WHAT YOU WILL DO
Write out, word for word, only the lines from the one containing "Question. Place one point on every instance of the bush" through the final line of the data.

-- START OF RECORD SET --

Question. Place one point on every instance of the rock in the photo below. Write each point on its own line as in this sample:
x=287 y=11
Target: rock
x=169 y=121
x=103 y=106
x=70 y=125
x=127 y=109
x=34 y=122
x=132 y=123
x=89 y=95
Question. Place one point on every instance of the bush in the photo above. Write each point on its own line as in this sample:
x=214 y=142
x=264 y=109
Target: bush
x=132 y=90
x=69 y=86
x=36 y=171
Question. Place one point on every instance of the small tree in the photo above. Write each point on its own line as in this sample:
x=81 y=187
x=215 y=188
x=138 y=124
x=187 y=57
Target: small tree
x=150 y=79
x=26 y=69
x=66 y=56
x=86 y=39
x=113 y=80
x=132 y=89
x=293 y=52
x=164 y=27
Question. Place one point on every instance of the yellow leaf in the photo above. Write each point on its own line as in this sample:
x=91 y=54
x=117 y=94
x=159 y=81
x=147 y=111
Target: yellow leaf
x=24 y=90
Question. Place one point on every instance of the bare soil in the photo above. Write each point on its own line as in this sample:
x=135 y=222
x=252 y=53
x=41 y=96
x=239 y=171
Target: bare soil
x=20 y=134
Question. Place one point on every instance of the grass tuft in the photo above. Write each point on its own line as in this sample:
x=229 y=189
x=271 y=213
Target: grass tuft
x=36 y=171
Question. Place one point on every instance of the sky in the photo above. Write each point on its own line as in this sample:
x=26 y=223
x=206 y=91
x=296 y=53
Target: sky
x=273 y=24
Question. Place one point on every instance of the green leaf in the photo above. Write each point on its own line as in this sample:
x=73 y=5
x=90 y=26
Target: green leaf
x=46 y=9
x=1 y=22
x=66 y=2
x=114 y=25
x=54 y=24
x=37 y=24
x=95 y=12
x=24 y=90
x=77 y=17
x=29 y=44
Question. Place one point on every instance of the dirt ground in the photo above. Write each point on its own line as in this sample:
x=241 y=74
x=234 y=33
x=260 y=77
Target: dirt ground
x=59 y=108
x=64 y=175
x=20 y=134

-- END OF RECORD SET --

SOLVED EXERCISE
Question. Place one point on every instance of the bush in the photo above. Write each point on its own line as in this sample:
x=214 y=142
x=264 y=109
Target: bush
x=132 y=90
x=69 y=86
x=36 y=171
Question. Place one point on every instance of the small tree in the photo above. Write each point on its own line as in this sample:
x=81 y=187
x=215 y=188
x=138 y=124
x=187 y=57
Target: small tree
x=150 y=79
x=26 y=69
x=66 y=56
x=86 y=39
x=113 y=80
x=132 y=89
x=293 y=52
x=164 y=27
Question. Place one point on every instance of the yellow leaf in the photo above. Write each point on its own line as in this sample:
x=91 y=54
x=117 y=94
x=159 y=81
x=147 y=111
Target: yellow leaf
x=24 y=90
Question. Place one point on every instance of the bare soil in the photo above. Write each point on its own line as in this sample:
x=135 y=222
x=252 y=53
x=41 y=96
x=239 y=171
Target: bare soil
x=20 y=134
Question. Place one point on every instance of the grass tuft in the photo above. Write each point on its own line as in this sample:
x=229 y=189
x=271 y=213
Target: grass tuft
x=36 y=171
Question. Place one point on every instance of the sky in the photo above. Write each point on its own line as in this sample:
x=26 y=223
x=206 y=91
x=296 y=53
Target: sky
x=273 y=24
Question. Place one point on every instance of the green leaf in the photo above. Write each point on its own line as in this sample:
x=73 y=5
x=90 y=26
Target: green leaf
x=46 y=9
x=1 y=22
x=66 y=2
x=114 y=25
x=54 y=24
x=37 y=24
x=95 y=12
x=24 y=90
x=77 y=17
x=29 y=44
Question. Place one point on every instance of the dirt ground in the photo above. Write each point on its own line as in this sample:
x=241 y=74
x=234 y=33
x=260 y=77
Target: dirt ground
x=59 y=108
x=64 y=175
x=20 y=134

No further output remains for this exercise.